## Exercise task
Reproduce the data below word for word, from its first line down to and including the line that contains "Each instance is".

(A block of data)
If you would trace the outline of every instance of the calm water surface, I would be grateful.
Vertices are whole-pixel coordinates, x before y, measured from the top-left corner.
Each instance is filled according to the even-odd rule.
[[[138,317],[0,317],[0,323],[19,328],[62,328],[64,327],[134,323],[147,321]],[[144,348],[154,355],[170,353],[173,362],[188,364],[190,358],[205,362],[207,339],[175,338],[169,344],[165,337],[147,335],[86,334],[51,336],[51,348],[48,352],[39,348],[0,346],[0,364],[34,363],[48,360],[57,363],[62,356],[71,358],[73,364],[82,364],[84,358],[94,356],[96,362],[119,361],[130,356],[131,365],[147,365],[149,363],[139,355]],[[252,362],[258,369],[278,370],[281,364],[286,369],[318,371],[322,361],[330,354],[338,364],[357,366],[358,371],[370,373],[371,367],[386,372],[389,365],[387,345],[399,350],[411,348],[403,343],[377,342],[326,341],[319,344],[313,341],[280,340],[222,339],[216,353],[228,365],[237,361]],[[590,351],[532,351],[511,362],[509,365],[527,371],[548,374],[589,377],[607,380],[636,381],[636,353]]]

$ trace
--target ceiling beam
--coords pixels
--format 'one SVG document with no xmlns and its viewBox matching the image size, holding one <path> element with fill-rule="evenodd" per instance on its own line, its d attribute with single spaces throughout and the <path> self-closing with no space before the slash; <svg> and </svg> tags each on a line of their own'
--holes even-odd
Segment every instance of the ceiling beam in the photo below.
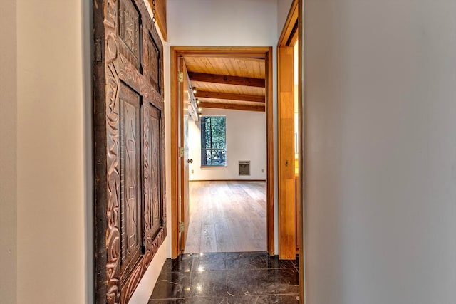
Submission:
<svg viewBox="0 0 456 304">
<path fill-rule="evenodd" d="M 258 95 L 235 94 L 222 92 L 197 91 L 195 97 L 199 98 L 223 99 L 227 100 L 252 101 L 264 103 L 264 96 Z"/>
<path fill-rule="evenodd" d="M 227 109 L 227 110 L 242 110 L 244 111 L 256 111 L 265 112 L 266 107 L 263 105 L 236 105 L 234 103 L 200 103 L 200 108 L 212 108 L 214 109 Z"/>
<path fill-rule="evenodd" d="M 265 88 L 266 86 L 264 79 L 261 78 L 205 74 L 204 73 L 195 72 L 188 72 L 188 75 L 190 78 L 190 81 L 220 83 L 223 85 L 246 85 L 256 88 Z"/>
</svg>

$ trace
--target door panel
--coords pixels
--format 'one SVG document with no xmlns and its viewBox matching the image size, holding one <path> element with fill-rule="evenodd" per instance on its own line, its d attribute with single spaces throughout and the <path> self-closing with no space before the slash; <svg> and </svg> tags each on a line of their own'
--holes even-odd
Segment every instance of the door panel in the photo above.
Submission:
<svg viewBox="0 0 456 304">
<path fill-rule="evenodd" d="M 127 273 L 141 253 L 140 95 L 120 83 L 120 269 Z"/>
<path fill-rule="evenodd" d="M 163 48 L 143 1 L 93 8 L 95 300 L 127 303 L 166 236 Z"/>
<path fill-rule="evenodd" d="M 279 53 L 279 257 L 296 258 L 293 47 Z"/>
</svg>

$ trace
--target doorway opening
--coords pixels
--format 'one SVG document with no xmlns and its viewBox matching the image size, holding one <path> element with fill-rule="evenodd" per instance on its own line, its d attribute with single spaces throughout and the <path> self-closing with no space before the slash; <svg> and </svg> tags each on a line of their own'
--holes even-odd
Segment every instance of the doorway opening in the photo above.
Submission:
<svg viewBox="0 0 456 304">
<path fill-rule="evenodd" d="M 270 47 L 171 47 L 171 216 L 172 258 L 177 258 L 182 252 L 182 250 L 185 250 L 185 240 L 189 235 L 187 233 L 189 231 L 190 214 L 188 204 L 190 193 L 189 172 L 191 172 L 191 170 L 194 170 L 193 174 L 196 174 L 196 170 L 198 170 L 198 173 L 204 174 L 204 172 L 207 173 L 211 170 L 216 169 L 216 166 L 227 167 L 229 165 L 232 168 L 233 163 L 232 162 L 230 163 L 232 160 L 234 162 L 252 161 L 251 166 L 253 165 L 255 161 L 255 159 L 236 159 L 234 157 L 230 159 L 229 150 L 227 150 L 227 142 L 225 142 L 224 146 L 224 145 L 205 146 L 204 142 L 202 144 L 204 140 L 197 143 L 196 147 L 194 146 L 195 150 L 200 151 L 199 152 L 200 154 L 197 157 L 190 155 L 191 153 L 189 153 L 188 135 L 192 130 L 191 128 L 189 130 L 188 125 L 196 126 L 197 128 L 199 127 L 200 132 L 202 120 L 203 120 L 201 118 L 204 116 L 220 116 L 215 115 L 219 109 L 239 112 L 245 112 L 246 111 L 262 112 L 264 117 L 265 117 L 266 121 L 264 125 L 263 137 L 265 137 L 266 145 L 263 150 L 263 154 L 266 155 L 263 156 L 265 156 L 266 164 L 262 168 L 259 168 L 260 173 L 263 174 L 266 179 L 264 184 L 266 224 L 263 228 L 264 230 L 266 230 L 266 243 L 264 243 L 264 248 L 270 255 L 274 255 L 274 145 L 271 56 L 272 48 Z M 204 68 L 200 70 L 195 70 L 194 68 L 187 70 L 187 65 L 195 65 L 197 61 L 203 61 L 206 64 L 205 68 L 203 67 Z M 224 61 L 226 61 L 224 63 L 223 63 Z M 236 68 L 233 63 L 237 62 L 239 63 L 245 61 L 254 63 L 254 65 L 262 61 L 264 65 L 264 78 L 260 79 L 259 77 L 239 77 L 235 75 L 234 70 L 231 71 L 233 73 L 232 74 L 227 73 L 224 75 L 220 75 L 219 73 L 214 73 L 210 69 L 210 66 L 214 66 L 216 64 L 230 65 L 232 69 L 235 69 Z M 211 62 L 215 62 L 216 63 L 211 63 Z M 244 68 L 244 70 L 252 70 L 252 69 L 247 69 L 245 65 Z M 195 70 L 197 71 L 195 72 Z M 190 83 L 192 84 L 191 85 L 190 85 Z M 197 85 L 194 85 L 194 83 Z M 215 87 L 209 88 L 207 83 L 214 84 L 212 85 L 215 85 Z M 252 89 L 249 92 L 236 93 L 224 91 L 222 89 L 218 91 L 214 90 L 214 88 L 217 86 L 220 88 L 224 84 L 232 85 L 242 85 L 244 84 Z M 254 93 L 255 90 L 259 90 L 261 87 L 264 91 L 262 98 L 260 94 Z M 186 100 L 185 103 L 182 102 L 183 100 Z M 190 123 L 189 117 L 191 117 Z M 227 126 L 229 125 L 229 118 L 227 118 Z M 209 120 L 214 123 L 212 120 Z M 207 127 L 205 127 L 205 130 L 207 130 Z M 227 129 L 227 137 L 229 135 L 228 131 L 229 130 Z M 211 136 L 215 135 L 212 135 Z M 227 140 L 228 140 L 229 138 L 227 137 Z M 193 145 L 193 141 L 192 142 L 190 146 Z M 229 143 L 229 142 L 227 143 Z M 234 155 L 231 157 L 234 157 Z M 197 164 L 195 162 L 199 163 L 198 166 L 195 166 Z M 204 164 L 203 162 L 204 162 Z M 209 165 L 208 163 L 209 164 Z M 236 170 L 237 170 L 237 166 L 238 164 L 236 163 L 234 164 Z M 193 169 L 190 169 L 190 167 Z M 252 169 L 253 169 L 253 166 Z M 192 173 L 190 174 L 192 174 Z M 200 177 L 198 182 L 203 182 L 204 179 L 207 179 Z M 224 180 L 220 182 L 229 183 L 233 181 L 227 179 L 234 179 L 225 177 L 217 178 L 217 179 Z M 255 182 L 258 182 L 258 180 Z M 192 182 L 193 183 L 194 182 Z M 252 182 L 254 182 L 252 181 Z M 202 215 L 204 216 L 204 214 Z"/>
</svg>

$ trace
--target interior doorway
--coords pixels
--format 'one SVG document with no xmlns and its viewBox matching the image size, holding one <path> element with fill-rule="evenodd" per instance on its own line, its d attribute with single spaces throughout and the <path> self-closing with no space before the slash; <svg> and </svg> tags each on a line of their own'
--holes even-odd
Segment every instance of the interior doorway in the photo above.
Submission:
<svg viewBox="0 0 456 304">
<path fill-rule="evenodd" d="M 217 108 L 231 110 L 248 110 L 252 111 L 264 111 L 266 114 L 266 125 L 264 133 L 266 136 L 266 164 L 264 170 L 266 174 L 266 222 L 264 229 L 266 231 L 266 250 L 269 254 L 274 253 L 274 202 L 273 202 L 273 125 L 272 125 L 272 48 L 269 47 L 195 47 L 195 46 L 173 46 L 171 48 L 171 196 L 172 196 L 172 256 L 175 258 L 180 254 L 182 249 L 185 250 L 185 239 L 188 234 L 188 225 L 190 210 L 188 208 L 187 198 L 185 194 L 188 193 L 188 182 L 186 182 L 186 174 L 188 174 L 188 164 L 195 161 L 189 158 L 188 155 L 188 137 L 186 138 L 184 132 L 185 122 L 183 117 L 192 117 L 194 120 L 200 120 L 202 113 L 199 108 Z M 211 58 L 228 58 L 229 60 L 249 59 L 252 62 L 263 61 L 265 65 L 264 79 L 262 84 L 259 79 L 252 78 L 231 77 L 229 75 L 220 75 L 209 73 L 182 73 L 184 69 L 180 68 L 182 61 L 184 58 L 190 58 L 189 61 L 195 58 L 205 57 L 207 61 Z M 209 58 L 209 59 L 207 59 Z M 186 74 L 186 75 L 185 75 Z M 184 83 L 187 81 L 187 83 Z M 250 101 L 254 94 L 248 93 L 214 92 L 202 88 L 202 93 L 194 92 L 193 88 L 188 85 L 192 82 L 209 82 L 215 83 L 239 83 L 240 81 L 249 82 L 249 85 L 253 88 L 263 85 L 265 94 L 263 102 L 254 100 Z M 190 96 L 190 106 L 182 104 L 182 95 Z M 200 94 L 200 95 L 199 95 Z M 221 95 L 222 94 L 222 95 Z M 234 96 L 236 95 L 237 96 Z M 258 94 L 257 94 L 258 95 Z M 196 95 L 196 96 L 195 96 Z M 200 100 L 198 97 L 200 96 Z M 208 99 L 204 99 L 208 98 Z M 244 98 L 244 99 L 242 99 Z M 240 103 L 217 103 L 212 100 L 238 100 Z M 203 101 L 204 100 L 204 101 Z M 195 103 L 192 103 L 195 101 Z M 200 107 L 198 103 L 202 103 Z M 188 112 L 185 112 L 187 109 Z M 186 140 L 187 141 L 186 142 Z M 206 149 L 204 147 L 204 149 Z M 209 150 L 218 149 L 217 151 L 204 151 L 207 153 L 204 157 L 206 160 L 217 163 L 220 158 L 223 159 L 223 153 L 220 151 L 222 147 L 211 147 Z M 206 149 L 207 150 L 207 149 Z M 203 149 L 202 149 L 202 151 Z M 217 152 L 217 153 L 215 153 Z M 213 152 L 213 153 L 212 153 Z M 204 157 L 202 157 L 203 159 Z M 229 156 L 228 156 L 229 157 Z M 217 160 L 218 159 L 218 160 Z M 187 168 L 186 168 L 187 167 Z M 187 187 L 187 189 L 186 189 Z"/>
</svg>

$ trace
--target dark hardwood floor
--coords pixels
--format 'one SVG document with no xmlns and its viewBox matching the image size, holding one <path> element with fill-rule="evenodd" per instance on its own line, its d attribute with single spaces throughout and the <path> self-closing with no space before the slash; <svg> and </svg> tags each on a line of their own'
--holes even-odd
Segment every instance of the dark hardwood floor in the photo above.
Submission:
<svg viewBox="0 0 456 304">
<path fill-rule="evenodd" d="M 297 261 L 266 252 L 183 254 L 167 259 L 152 303 L 297 303 Z"/>
</svg>

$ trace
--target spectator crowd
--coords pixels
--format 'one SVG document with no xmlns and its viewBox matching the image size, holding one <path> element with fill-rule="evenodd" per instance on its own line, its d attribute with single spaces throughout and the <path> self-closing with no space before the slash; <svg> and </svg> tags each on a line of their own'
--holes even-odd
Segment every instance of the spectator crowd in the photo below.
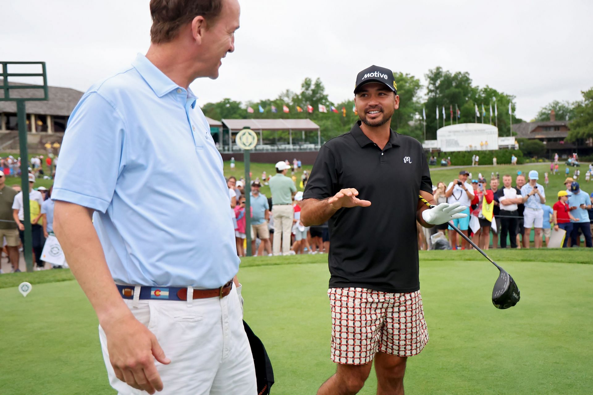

## Final result
If you would trace the outline of every instance of the calm water surface, I would be grateful.
Vertices are whole-pixel coordinates, x before y, measured from the top-left corner.
Each instance is filled according to the even-odd rule.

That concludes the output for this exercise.